EXERCISE DIRECTIONS » Repeat the records below exactly.

--- TASK INPUTS ---

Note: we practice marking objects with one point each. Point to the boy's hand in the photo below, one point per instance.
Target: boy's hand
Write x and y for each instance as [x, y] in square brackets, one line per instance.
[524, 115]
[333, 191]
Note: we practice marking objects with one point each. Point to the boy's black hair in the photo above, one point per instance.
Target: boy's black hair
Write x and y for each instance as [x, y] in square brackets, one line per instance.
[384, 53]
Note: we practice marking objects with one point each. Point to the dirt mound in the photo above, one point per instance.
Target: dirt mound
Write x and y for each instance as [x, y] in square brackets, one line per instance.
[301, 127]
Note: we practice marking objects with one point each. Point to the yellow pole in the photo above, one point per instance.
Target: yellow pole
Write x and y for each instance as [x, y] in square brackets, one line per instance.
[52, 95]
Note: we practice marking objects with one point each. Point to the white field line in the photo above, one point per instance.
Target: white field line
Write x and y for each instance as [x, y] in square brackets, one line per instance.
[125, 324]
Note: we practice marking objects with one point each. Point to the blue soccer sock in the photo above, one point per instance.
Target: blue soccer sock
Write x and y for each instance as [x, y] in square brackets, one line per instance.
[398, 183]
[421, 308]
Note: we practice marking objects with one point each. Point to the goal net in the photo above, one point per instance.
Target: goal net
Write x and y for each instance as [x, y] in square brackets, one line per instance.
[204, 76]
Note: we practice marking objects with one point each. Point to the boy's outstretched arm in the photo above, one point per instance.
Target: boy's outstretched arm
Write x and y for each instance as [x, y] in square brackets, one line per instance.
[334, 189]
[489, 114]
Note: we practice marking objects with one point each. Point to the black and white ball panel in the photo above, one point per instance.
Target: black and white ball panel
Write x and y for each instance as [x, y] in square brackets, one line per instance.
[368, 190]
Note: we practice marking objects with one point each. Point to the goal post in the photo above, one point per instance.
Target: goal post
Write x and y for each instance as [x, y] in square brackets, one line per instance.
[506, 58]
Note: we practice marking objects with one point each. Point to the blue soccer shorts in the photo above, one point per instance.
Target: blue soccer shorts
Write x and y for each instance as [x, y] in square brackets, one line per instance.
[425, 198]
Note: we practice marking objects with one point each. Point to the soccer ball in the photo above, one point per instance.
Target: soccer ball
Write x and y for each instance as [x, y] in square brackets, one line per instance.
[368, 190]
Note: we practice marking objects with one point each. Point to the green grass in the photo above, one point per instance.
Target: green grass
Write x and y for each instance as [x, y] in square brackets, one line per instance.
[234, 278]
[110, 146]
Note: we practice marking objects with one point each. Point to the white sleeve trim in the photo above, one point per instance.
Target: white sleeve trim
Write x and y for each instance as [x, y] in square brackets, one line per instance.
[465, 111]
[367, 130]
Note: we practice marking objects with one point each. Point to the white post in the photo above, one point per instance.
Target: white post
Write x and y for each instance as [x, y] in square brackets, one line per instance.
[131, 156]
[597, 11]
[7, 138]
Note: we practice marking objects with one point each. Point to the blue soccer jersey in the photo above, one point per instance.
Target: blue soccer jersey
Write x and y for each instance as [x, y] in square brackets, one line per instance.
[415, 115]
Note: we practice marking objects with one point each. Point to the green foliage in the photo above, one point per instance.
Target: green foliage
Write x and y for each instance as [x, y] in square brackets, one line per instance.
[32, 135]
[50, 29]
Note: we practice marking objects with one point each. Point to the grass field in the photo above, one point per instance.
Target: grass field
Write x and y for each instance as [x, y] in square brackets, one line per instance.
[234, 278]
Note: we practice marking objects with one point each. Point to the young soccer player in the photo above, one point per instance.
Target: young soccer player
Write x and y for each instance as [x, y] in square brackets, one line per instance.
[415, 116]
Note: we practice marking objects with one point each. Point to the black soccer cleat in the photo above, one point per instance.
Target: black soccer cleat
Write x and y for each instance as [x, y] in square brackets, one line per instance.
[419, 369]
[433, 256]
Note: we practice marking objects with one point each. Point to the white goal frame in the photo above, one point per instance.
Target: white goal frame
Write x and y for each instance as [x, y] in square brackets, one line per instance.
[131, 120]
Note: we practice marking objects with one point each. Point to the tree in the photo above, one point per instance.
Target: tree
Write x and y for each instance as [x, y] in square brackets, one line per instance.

---

OUTPUT FOR THIS TASK »
Note: we practice marking objects with one point each. Point to the boy's hand in the photo below, one point per instance.
Target: boy's hand
Write x and y for each instance as [x, y] in square brackets, one line per instance.
[524, 115]
[333, 191]
Note: we practice marking objects with one point each. Point to the boy's black hair in the photo above, one point per instance.
Target: boy's black hair
Write x and y for each instance as [x, y] in square brackets, one line per instance.
[384, 53]
Note: we practice marking objects with one point each. Point to the dirt mound in the photo above, one point per instance.
Target: dirt mound
Write x and y for each instance as [x, y] in square brackets, one line per instance.
[301, 127]
Note: we practice marking objects with one point each. Point to the yellow pole in the photo above, one point per instance.
Target: yellow pole
Write x and y for each instance as [x, y] in square brackets, one line per instance.
[52, 95]
Note: we practice marking objects with one point each. Point to the white field line in the photo above, one point per instance.
Target: white field line
Write x and y for each instance as [x, y] in square brackets, one line per instance.
[125, 324]
Note: we practice marking objects with one point each. Point to the blue soccer sock in the photo above, one point per instance.
Target: blue soccer sock
Write x and y for each instance as [x, y] in square brackets, one line per instance.
[398, 183]
[421, 308]
Note: we practice marking objects with one point each. Point to the goal net in the photo above, one point per instance.
Target: goal net
Write x and y for each instance as [x, y] in square brackets, one line per instance.
[204, 76]
Note: we practice marking objects with one point each. Point to the boy's outstretched arm in the photo above, one point per instance.
Target: boy's outstretched arm
Write x and y for each instance as [x, y] in square brackets, one line per instance.
[334, 189]
[489, 114]
Note: we practice marking objects with one point each. Point to the black and white ball panel in the photo above, one point per instance.
Target: black and white ball panel
Write x and y for each instance as [x, y] in square brackets, one line per instance.
[368, 190]
Note: we practice marking objects with one point each. Point to the goal post in the photo above, one point per instance.
Target: goal post
Write x and y for each instance as [x, y] in square brackets, one line per instance.
[506, 58]
Note: we practice marking objects with one point each. Point to the blue soccer shorts in the photo above, one point per instance.
Target: blue soccer shorts
Write x and y for each instance as [x, y] in square brackets, one line per instance.
[425, 198]
Note: we practice marking objects with one point each. Point to the soccer ball in the photo above, one point per instance.
Target: soccer ball
Write x and y for each instance as [x, y] in square brackets, one line per instance.
[368, 190]
Note: we practice marking objects with one point each. Point to the green grass in the photo above, one point per instance.
Target: green grass
Write x and y for each instance as [x, y] in square brackets, one line per instance.
[234, 278]
[110, 146]
Note: we practice marking objects with one point each. Point to the white sleeve trim in the photo above, one point per instance.
Target: white sleeve trim
Write x and y for each instance as [x, y] in square brackets, one line per instance.
[465, 111]
[367, 130]
Note: we practice marking objects with one point each. Point to the white post in the photo above, one point per instance.
Target: white post
Write x and y for each instance as [x, y] in square brackets, one line per instance.
[131, 156]
[597, 11]
[7, 138]
Note: we practice marking objects with one point each. Point to the blue soccer jersey in the photo above, one point per instance.
Target: blue soccer jersey
Write x and y for each instance as [x, y] in square brackets, one line per instance.
[415, 115]
Note: we practice marking objects with one point each. Point to the green foliage in the photo above, one point per instance.
Target: green foliage
Write x and y for each instance as [x, y] in square brackets, one line per instance.
[32, 135]
[50, 29]
Note: we practice marking objects with one point each. Point to the grass field in the photo above, one point per instance.
Target: grass field
Write x and y for each instance as [x, y] in square brackets, one line per instance.
[234, 278]
Note: we practice marking objects with one point each. Point to the young soccer player in the photo above, one point per instance.
Target: young soccer player
Write x and y for each instance as [x, y] in square brackets, one line per instance.
[415, 116]
Note: we practice marking objects with one point each. Point to the black soccer cleat in the photo above, one point per instance.
Target: black soccer cleat
Write x and y for each instance as [x, y] in square brackets, one line per instance.
[419, 369]
[433, 256]
Note: we practice marking objects with one point each. Point to the white goal frame in the photo above, one point per instance.
Target: white goal frame
Write x and y for each instance as [x, y] in square brackets, one line per instance.
[131, 120]
Note: we practice marking objects with one point each. Point to the tree in the photo above, one point per instance.
Target: tree
Write x and y for each instance as [x, y] in square brackets, one line per instance.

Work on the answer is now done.